— Start of Text shown —

= Catholic Church and abortion politics =

"The moment a positive law deprives a category of human beings of the protection which civil legislation ought to accord them, the state is denying the equality of all before the law. When the state does not place its power at the service of the rights of each citizen, and in particular of the more vulnerable, the very foundations of a state based on law are undermined. . . . As a consequence of the respect and protection which must be ensured for the unborn child from the moment of conception, the law must provide appropriate penal sanctions for every deliberate violation of the child's rights."
— Catechism of the Catholic Church
Since the Catholic Church views abortion as gravely wrong, it considers it a duty to reduce its acceptance by the public and in civil legislation. While it considers that Catholics should not favour abortion in any field, it recognises that Catholics may accept compromises that, while permitting abortions, lessen their incidence by, for instance, restricting some forms or enacting remedies against the conditions that give rise to them. It is accepted that support may be given to a political platform that contains a clause in favour of abortion but also elements that will actually reduce the number of abortions, rather than to an anti-abortion platform that will lead to their increase.

==United States==

Before the 1973 Roe v. Wade Supreme Court decision that opened the door to the legalization of abortion, the right-to-life movement in the U.S. consisted of lawyers, politicians, and doctors, almost all of whom were Catholic. The only coordinated opposition to abortion during the early 1970s came from the United States Conference of Catholic Bishops and the Family Life Bureau, also a Catholic organization. Prior to Roe v. Wade decision, abortion was not a high priority for Catholic bishops in the United States.
Neither was abortion a prominent issue in American politics prior to Roe v. Wade. It was not a major platform plank for either party in the 1968 and 1972 elections.

In the 60s and early 70s, there was a shift as a number of Catholics and Southern whites abandoned their traditional affiliation with the Democratic party and began to support the Republican party. This shift is evidenced by the fact that Nixon received only 33% of the Catholic vote in the 1968 election compared to 52% in 1972. As a group, Catholics represented a quarter of the nation's electorate and were now one of the nation's largest swing groups. Both parties began to aggressively woo both the Catholic voters. Although the Catholic hierarchy could not dictate who Catholics voted for, they did have a substantial influence over the faithful in their dioceses. Politicians were aware that the bishops could employ significant time, energy and money to support the issues that were important to them. From their perspective, the bishops were eager to regain some of the influence that their predecessors had wielded in the earlier part of the 20th century.

— End of Text shown —
— Start of Data provided —

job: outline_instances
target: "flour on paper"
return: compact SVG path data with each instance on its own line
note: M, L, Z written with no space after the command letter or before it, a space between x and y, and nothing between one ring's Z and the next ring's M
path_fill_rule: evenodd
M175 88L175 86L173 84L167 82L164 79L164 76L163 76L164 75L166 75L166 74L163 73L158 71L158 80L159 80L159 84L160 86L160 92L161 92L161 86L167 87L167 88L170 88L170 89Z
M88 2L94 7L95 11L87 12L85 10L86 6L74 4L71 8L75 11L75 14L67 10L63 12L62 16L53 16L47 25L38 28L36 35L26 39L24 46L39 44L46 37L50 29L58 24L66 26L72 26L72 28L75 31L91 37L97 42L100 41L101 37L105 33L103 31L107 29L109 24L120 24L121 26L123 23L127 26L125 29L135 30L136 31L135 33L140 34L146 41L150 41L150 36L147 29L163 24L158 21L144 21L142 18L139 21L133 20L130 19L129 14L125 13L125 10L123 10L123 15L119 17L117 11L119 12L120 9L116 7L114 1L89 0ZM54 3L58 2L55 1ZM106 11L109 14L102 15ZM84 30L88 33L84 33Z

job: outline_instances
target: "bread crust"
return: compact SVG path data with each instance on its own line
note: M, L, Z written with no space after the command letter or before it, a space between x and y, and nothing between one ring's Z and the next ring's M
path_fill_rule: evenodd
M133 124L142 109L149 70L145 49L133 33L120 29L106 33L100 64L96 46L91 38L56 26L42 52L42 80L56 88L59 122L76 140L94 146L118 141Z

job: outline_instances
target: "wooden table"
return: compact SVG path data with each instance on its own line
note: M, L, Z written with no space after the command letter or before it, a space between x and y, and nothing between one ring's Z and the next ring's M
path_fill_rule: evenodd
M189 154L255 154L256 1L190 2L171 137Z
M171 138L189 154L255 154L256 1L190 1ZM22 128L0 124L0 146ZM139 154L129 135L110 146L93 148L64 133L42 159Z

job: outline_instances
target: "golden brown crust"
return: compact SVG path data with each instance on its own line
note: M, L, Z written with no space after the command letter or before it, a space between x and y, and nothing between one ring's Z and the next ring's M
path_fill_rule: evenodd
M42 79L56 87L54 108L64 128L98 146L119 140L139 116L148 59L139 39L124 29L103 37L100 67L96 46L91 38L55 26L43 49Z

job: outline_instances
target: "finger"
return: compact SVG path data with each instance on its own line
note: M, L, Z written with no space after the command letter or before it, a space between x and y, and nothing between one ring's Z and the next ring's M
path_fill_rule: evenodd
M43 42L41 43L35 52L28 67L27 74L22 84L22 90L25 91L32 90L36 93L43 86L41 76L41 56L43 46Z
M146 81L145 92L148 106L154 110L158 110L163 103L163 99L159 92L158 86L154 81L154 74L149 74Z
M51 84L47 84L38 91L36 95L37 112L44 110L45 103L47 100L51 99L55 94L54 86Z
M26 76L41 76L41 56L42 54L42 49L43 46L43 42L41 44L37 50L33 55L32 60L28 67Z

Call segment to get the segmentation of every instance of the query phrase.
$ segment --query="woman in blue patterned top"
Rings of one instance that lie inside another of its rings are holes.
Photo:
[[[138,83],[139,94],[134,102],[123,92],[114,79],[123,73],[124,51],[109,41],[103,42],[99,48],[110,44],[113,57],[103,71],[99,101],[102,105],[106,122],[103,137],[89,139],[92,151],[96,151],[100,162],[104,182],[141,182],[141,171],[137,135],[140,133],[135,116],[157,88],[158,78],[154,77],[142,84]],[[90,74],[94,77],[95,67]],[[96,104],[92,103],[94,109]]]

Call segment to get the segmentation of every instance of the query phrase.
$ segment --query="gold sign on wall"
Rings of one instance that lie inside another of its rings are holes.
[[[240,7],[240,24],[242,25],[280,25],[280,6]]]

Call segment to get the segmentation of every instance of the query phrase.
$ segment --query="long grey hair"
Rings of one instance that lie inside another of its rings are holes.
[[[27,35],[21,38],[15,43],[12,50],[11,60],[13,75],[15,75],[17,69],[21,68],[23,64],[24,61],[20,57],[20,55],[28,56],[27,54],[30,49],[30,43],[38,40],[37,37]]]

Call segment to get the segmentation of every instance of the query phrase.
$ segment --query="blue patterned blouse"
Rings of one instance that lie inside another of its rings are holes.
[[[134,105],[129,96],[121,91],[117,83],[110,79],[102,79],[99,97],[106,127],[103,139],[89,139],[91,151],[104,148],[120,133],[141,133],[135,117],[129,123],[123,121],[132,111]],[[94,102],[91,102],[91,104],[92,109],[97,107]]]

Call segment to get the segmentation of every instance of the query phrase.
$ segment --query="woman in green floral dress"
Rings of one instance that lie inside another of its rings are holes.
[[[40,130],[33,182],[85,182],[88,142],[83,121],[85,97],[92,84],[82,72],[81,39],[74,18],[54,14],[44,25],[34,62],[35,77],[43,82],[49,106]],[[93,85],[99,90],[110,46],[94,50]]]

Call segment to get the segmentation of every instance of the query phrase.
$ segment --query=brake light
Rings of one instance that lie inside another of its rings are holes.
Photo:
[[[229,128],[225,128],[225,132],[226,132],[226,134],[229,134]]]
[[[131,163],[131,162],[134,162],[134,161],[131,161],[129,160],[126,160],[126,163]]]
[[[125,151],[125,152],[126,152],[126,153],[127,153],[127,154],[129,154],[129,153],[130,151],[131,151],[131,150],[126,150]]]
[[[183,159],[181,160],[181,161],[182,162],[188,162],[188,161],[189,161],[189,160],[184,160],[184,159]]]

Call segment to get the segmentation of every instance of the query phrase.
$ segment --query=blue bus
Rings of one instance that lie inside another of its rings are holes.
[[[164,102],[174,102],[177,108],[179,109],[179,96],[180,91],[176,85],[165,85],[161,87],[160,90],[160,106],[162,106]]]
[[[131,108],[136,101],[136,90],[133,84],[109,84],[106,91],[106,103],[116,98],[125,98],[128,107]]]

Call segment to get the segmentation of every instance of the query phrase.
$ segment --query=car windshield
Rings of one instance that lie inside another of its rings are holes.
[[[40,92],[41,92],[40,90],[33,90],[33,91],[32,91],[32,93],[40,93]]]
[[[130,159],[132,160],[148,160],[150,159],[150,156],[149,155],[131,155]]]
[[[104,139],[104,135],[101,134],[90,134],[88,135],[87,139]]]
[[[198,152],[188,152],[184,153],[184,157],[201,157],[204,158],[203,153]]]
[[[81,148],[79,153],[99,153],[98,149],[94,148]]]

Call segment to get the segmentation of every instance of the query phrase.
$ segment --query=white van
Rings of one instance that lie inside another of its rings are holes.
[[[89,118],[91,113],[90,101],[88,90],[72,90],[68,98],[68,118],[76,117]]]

— End of Data provided —

What you need to do:
**A.** Can you reproduce the records verbatim, from their first line through the line containing "M175 88L175 86L173", including both ends?
**B.** Could you pick up the text on the Catholic Church and abortion politics and continue it after its last sentence?
The text and the records come from unrelated sources.

Answers per task:
**A.**
job: outline_instances
target: "flour on paper"
return: compact SVG path data with each instance on its own line
note: M, L, Z written with no space after the command letter or before it, a space between x and y, and nothing between one ring's Z and the next ring's M
path_fill_rule: evenodd
M175 88L175 86L173 84L167 82L164 79L164 76L163 76L164 75L166 75L166 74L163 73L158 71L158 80L159 80L159 84L160 86L160 92L161 92L161 86L167 87L167 88L170 88L170 89Z

**B.**
After Roe v. Wade, the involvement of the Catholic hierarchy in American politics increased to an unprecedented level, with bishops devoting more time, energy and money to the issue of abortion than any other single issue. The substantial role of the Catholic Church in the abortion debate has received much attention in the American media .

Mobilization of a wide-scale anti-abortion movement among Catholics began quickly after the Roe v. Wade decision with the creation of the National Right to Life Committee (NRLC). The NRLC also organized non-Catholics, eventually becoming the largest anti-abortion organization in the United States. Connie Paige has been quoted as having said that, "[t]he Roman Catholic Church created the right-to-life movement. Without the church, the movement would not exist as such today."

In the two years following the Roe v. Wade decision, U.S. bishops focused on passage of a Human Life Amendment to the U.S. Constitution which would ban abortion.

===A Pastoral Plan for Pro-Life Activities===
In November 1975, the National Conference of Catholic Bishops (NCCB) and the United States Catholic Conference (USCC) published a document titled "A Pastoral Plan for Pro-Life Activities" that outlined a strategic plan for anti-abortion activities by members of the Catholic clergy and laity. Laurence Tribe describes the document as "an extraordinary organizational blueprint for political action." The plan called for a "comprehensive pro-life legislative program" that would push for "passage of a constitutional amendment providing protection of the unborn child to the maximum degree possible."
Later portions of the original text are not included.